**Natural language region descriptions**
╭──
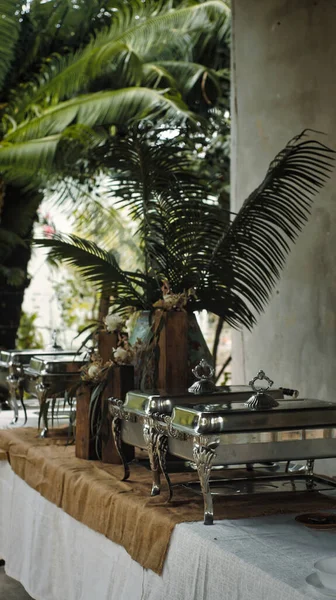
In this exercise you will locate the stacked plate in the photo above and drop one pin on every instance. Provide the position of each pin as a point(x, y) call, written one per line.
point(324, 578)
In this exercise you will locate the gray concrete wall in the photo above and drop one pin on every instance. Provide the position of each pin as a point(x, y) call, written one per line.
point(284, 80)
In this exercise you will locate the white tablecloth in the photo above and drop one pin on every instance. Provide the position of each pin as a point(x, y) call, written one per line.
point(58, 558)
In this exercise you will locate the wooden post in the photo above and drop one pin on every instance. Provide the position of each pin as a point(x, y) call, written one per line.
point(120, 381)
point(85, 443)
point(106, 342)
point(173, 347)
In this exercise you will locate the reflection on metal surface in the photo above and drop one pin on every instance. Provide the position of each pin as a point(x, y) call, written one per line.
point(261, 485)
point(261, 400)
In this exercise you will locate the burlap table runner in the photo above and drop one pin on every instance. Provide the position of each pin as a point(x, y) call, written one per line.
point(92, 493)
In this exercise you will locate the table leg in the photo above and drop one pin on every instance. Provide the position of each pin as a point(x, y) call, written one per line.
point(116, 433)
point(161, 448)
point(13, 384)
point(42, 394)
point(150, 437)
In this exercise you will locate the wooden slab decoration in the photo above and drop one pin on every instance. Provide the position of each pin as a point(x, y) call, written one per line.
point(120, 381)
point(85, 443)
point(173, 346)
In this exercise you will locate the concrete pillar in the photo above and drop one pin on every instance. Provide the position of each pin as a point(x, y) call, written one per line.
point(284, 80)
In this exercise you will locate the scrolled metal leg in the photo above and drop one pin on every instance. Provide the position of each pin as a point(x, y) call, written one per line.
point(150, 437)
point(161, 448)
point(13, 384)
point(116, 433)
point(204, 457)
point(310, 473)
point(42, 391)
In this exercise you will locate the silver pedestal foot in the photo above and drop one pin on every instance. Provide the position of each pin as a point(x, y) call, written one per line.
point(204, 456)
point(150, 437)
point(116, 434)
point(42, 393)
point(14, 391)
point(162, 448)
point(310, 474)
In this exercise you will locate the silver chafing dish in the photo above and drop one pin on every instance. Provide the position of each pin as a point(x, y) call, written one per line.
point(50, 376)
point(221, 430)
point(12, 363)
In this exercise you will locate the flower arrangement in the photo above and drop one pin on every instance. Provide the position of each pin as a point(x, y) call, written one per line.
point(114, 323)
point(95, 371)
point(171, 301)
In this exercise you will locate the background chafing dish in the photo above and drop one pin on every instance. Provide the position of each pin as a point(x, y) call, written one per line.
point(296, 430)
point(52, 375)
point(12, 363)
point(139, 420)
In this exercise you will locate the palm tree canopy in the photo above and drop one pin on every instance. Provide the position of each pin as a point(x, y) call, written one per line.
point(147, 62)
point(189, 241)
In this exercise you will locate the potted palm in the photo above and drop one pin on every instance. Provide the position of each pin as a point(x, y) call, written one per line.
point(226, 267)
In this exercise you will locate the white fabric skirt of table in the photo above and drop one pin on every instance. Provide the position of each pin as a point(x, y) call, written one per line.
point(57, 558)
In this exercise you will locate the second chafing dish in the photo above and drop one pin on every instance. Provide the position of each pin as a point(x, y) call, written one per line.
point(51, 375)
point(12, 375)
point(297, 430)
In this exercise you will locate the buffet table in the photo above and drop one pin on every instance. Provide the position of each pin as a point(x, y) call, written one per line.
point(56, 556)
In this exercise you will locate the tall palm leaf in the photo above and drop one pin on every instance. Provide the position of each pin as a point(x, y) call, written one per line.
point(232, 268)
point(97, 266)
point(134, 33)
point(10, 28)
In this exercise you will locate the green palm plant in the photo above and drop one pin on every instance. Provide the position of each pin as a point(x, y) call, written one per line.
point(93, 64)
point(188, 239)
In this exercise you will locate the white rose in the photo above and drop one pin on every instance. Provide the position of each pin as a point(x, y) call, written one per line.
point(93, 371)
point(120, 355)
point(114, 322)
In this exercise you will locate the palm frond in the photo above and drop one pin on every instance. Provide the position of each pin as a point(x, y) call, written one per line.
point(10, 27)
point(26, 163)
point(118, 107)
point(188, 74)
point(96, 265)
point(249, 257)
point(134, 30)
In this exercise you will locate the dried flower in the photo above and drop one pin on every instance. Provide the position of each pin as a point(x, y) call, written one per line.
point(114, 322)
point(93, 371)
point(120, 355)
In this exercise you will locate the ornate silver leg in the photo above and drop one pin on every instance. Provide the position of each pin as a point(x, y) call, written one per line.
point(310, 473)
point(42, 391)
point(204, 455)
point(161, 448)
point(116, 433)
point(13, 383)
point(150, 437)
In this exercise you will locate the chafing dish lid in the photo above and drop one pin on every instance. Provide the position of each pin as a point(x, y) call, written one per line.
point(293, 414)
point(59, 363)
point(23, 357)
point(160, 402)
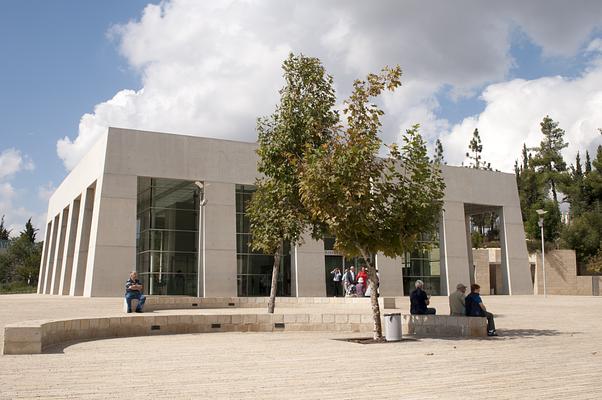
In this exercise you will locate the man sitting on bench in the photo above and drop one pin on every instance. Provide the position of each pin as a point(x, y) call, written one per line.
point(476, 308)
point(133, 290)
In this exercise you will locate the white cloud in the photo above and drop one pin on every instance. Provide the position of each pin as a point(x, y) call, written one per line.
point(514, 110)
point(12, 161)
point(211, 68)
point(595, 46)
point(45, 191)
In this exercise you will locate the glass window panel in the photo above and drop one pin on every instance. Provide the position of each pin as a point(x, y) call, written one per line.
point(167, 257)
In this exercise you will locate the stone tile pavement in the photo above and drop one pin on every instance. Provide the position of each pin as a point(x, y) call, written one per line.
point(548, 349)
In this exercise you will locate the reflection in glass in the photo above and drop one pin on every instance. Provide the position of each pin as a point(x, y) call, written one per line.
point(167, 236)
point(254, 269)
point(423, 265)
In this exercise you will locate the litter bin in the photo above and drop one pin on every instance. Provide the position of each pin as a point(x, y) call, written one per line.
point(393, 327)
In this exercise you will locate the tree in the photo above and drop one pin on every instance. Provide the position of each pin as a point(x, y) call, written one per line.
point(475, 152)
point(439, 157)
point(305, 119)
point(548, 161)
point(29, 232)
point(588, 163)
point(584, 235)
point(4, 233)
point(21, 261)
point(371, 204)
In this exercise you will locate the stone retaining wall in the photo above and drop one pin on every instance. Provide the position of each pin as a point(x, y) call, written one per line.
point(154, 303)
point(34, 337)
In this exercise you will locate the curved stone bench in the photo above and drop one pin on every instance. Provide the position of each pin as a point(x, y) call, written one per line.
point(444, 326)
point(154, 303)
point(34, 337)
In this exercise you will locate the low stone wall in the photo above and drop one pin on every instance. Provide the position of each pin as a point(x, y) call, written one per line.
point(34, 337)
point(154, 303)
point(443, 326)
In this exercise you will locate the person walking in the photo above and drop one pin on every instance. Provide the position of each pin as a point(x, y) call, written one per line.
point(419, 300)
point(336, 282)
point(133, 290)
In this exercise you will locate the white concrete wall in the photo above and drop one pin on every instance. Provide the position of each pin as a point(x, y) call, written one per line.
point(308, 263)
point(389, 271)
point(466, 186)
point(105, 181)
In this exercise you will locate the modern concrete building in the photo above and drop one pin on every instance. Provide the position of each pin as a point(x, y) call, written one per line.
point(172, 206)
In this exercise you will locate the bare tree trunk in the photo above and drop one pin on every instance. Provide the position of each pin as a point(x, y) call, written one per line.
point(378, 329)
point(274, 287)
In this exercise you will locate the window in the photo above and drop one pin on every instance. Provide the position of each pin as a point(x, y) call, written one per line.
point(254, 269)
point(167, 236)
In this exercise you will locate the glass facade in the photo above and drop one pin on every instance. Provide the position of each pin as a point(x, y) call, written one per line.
╰──
Would it be possible to print the records above verbatim, pictures omitted?

**SOLUTION FOR THIS TASK**
In this exercise you will locate the stacked plate in the photo above and drop one pin on every instance. Provide the position of each pin as a point(x, y) call, written one per line.
point(324, 578)
In this exercise you will locate the gray concrete wall in the photo above and drop one pin on every instance. Provide the position of each pin as a point(x, y) call, written one per line.
point(284, 80)
In this exercise you will locate the white tablecloth in the photo above and drop one pin on every instance. Provide the position of each pin as a point(x, y) call, written one per line.
point(58, 558)
In this exercise you will locate the wooden post in the photo above and drop one pin on every instance. Provide the position of each pin as a point(x, y) call, written one per line.
point(120, 381)
point(85, 443)
point(106, 342)
point(173, 347)
In this exercise you will locate the reflection on metal surface in the photo above and drop one pin on every instance. Provide the position of each pin as a point(x, y) call, written one per line.
point(261, 485)
point(261, 400)
In this exercise you will locate the burlap table runner in the photo above and drop one pin on every instance. Provide the position of each pin as a point(x, y) call, written one per line.
point(92, 493)
In this exercise you will locate the table leg in the photo above and drop one pin on every instance. Provide the position of each pin as a point(x, y) call, written one per line.
point(116, 433)
point(161, 448)
point(13, 384)
point(42, 394)
point(150, 437)
In this exercise you will locate the wooden slab decoration in the photo above and drop one pin on every instance. Provide the position of each pin as a point(x, y) call, written one per line.
point(120, 381)
point(85, 443)
point(173, 346)
In this exercise you will locate the concrete pillar in the photo above and drop one pin on every instance. Provide the position of each pin as a point(x, y) call, written one per line.
point(284, 80)
In this exercise you will locate the scrolled metal leg in the photo above and drop one pin on every instance. Provide the position of each pin as a point(x, y) call, written one per line.
point(150, 437)
point(161, 448)
point(13, 384)
point(116, 433)
point(204, 457)
point(310, 473)
point(42, 391)
In this exercise you will locate the silver pedestal foot in the photo above and drop one pin on every instance. Provide the position of each pin as a point(x, y) call, written one per line.
point(204, 456)
point(150, 437)
point(116, 434)
point(42, 393)
point(14, 391)
point(162, 448)
point(310, 474)
In this exercise you will locate the silver chafing dish in the photo above and drop one pin on every instance. Provide the position of each pin as a point(x, y) call, written one per line.
point(50, 376)
point(221, 430)
point(12, 363)
In this exercise you will locate the flower arrangement in the photo above and drop one pin on every instance. Provide the position of each pin as a point(x, y) call, written one per line.
point(114, 323)
point(95, 371)
point(171, 301)
In this exercise you will locate the background chafing dish in the photo above and drop one pin on every instance. Provide the position of each pin as a point(x, y) call, written one per line.
point(296, 430)
point(52, 375)
point(12, 363)
point(139, 420)
In this exercise you will locate the palm tree canopy in the photo above and drop one pin on every instance. Provide the position of each pin as a point(x, y) call, written one per line.
point(147, 62)
point(189, 241)
In this exercise you will locate the potted palm in the photo above and drop one pin on every instance. Provide the position of each pin as a point(x, y) call, written one per line.
point(226, 267)
In this exercise you will locate the white fabric skirt of table in the photo above and drop one pin on every instance. Provide the position of each pin as a point(x, y) call, written one per line.
point(57, 558)
In this exercise you will locate the second chafing dish in the photo above and drop one pin on every instance. Provide the position of each pin as a point(x, y) call, written one per line.
point(51, 375)
point(12, 375)
point(297, 430)
In this exercise you will locate the buffet table in the photo above and drop one pin on every instance. Provide the position of each pin as a point(x, y) call, written one per line.
point(56, 556)
In this exercise you will locate the tall palm leaf in the photo above and drop one pin on every instance. Provide the position of each pin as a point(x, y) call, written one per line.
point(232, 268)
point(97, 266)
point(134, 33)
point(10, 28)
In this exercise you will locate the green palm plant in the photo above and drop one pin on every instance. Provide the position of each pin as a point(x, y) call, written one per line.
point(93, 64)
point(188, 239)
In this exercise you will locate the white rose in the photo above and drop one pin on every instance. Provide the position of each pin as a point(x, y) call, written one per line.
point(93, 371)
point(120, 355)
point(114, 322)
In this exercise you will locate the palm frond in the photo above and drop one pin on every instance. Provide the position of each pin as a point(x, y) call, written one per line.
point(10, 27)
point(26, 163)
point(118, 107)
point(188, 74)
point(96, 265)
point(249, 257)
point(134, 30)
In this exercise you will locate the dried flower in the photo above and drop one pin on every instance. Provide the position of each pin as a point(x, y) call, written one per line.
point(114, 322)
point(93, 371)
point(120, 355)
In this exercise you will locate the ornate silver leg in the photo above and drop one pin on every instance. Provide the position of each pin as a point(x, y) call, written one per line.
point(310, 473)
point(42, 391)
point(204, 455)
point(161, 448)
point(116, 433)
point(13, 383)
point(150, 437)
In this exercise you will locate the chafing dish lid in the photo above and drop one pin on every instance. Provide the position of each pin as a point(x, y) call, written one per line.
point(293, 414)
point(59, 363)
point(23, 357)
point(160, 402)
In this exercise you will locate the man sitting on bench in the photo above and drop one pin on every instance. Provide the position of each pin as a point(x, y) call, written one per line.
point(476, 308)
point(133, 290)
In this exercise you will locate the white cloud in the photo above and drop one pin on every instance. Provide the position of each pin as a point(x, y) call, written one per line.
point(514, 110)
point(12, 161)
point(211, 68)
point(595, 46)
point(45, 191)
In this exercise you will locate the glass window panel in the photo above and drop one pin on every instance. Provide the position of each pin as a point(x, y) call, written one per line.
point(167, 257)
In this exercise you will locate the stone tile pavement in the photo above and drop one pin on every instance. Provide the position of each pin as a point(x, y) call, written one per line.
point(548, 349)
In this exercise you will locate the reflection in glass in the photo above and drop one pin on every instance. Provide the position of each pin as a point(x, y) call, written one per line.
point(167, 236)
point(254, 269)
point(423, 265)
In this exercise you will locate the litter bin in the photo above and drop one pin on every instance. Provide the position of each pin as a point(x, y) call, written one per line.
point(393, 327)
In this exercise you will locate the tree in the photo above and drop one pin on every instance. Provide the position of each pin as a point(x, y) call, written one per line.
point(475, 152)
point(439, 157)
point(305, 119)
point(548, 161)
point(29, 232)
point(588, 163)
point(584, 235)
point(4, 233)
point(21, 261)
point(371, 204)
In this exercise you will locate the stone retaining wall in the photo above and drop one pin on every instance. Provide the position of each pin as a point(x, y) call, written one per line.
point(154, 303)
point(34, 337)
In this exercise you will locate the curved stone bench in the photo above and drop one pin on every instance. Provide the position of each pin as a point(x, y) call, written one per line.
point(444, 326)
point(154, 303)
point(34, 337)
In this exercise you will locate the low stone wall in the photo above and drop one pin on every instance. Provide the position of each pin as a point(x, y) call, written one per line.
point(34, 337)
point(154, 303)
point(443, 326)
In this exercise you will locate the person walking in the photo above and drop one pin on every instance. Provide the position of each pin as a point(x, y) call, written one per line.
point(419, 300)
point(336, 282)
point(133, 290)
In this exercise you will locate the white concrete wall in the photo above and drop one pin on every instance. Provide the position of each pin as a point(x, y) call, written one per line.
point(308, 263)
point(389, 271)
point(466, 186)
point(105, 181)
In this exercise you will locate the modern concrete building in the photo above and drop one pin on every instance. Provide the position of each pin as a point(x, y) call, written one per line.
point(172, 206)
In this exercise you will locate the bare tree trunk in the photo above and drop one pin on every instance. Provide the position of each pin as a point(x, y) call, written one per line.
point(378, 329)
point(274, 287)
In this exercise you will locate the window in the photo above and drop one pin on every instance. Provide the position of each pin as a point(x, y) call, written one per line.
point(254, 269)
point(167, 236)
In this exercise you will locate the glass facade in the photo above and drop one pin on every instance. Provide the position of each pin as a point(x, y) call, written one per line.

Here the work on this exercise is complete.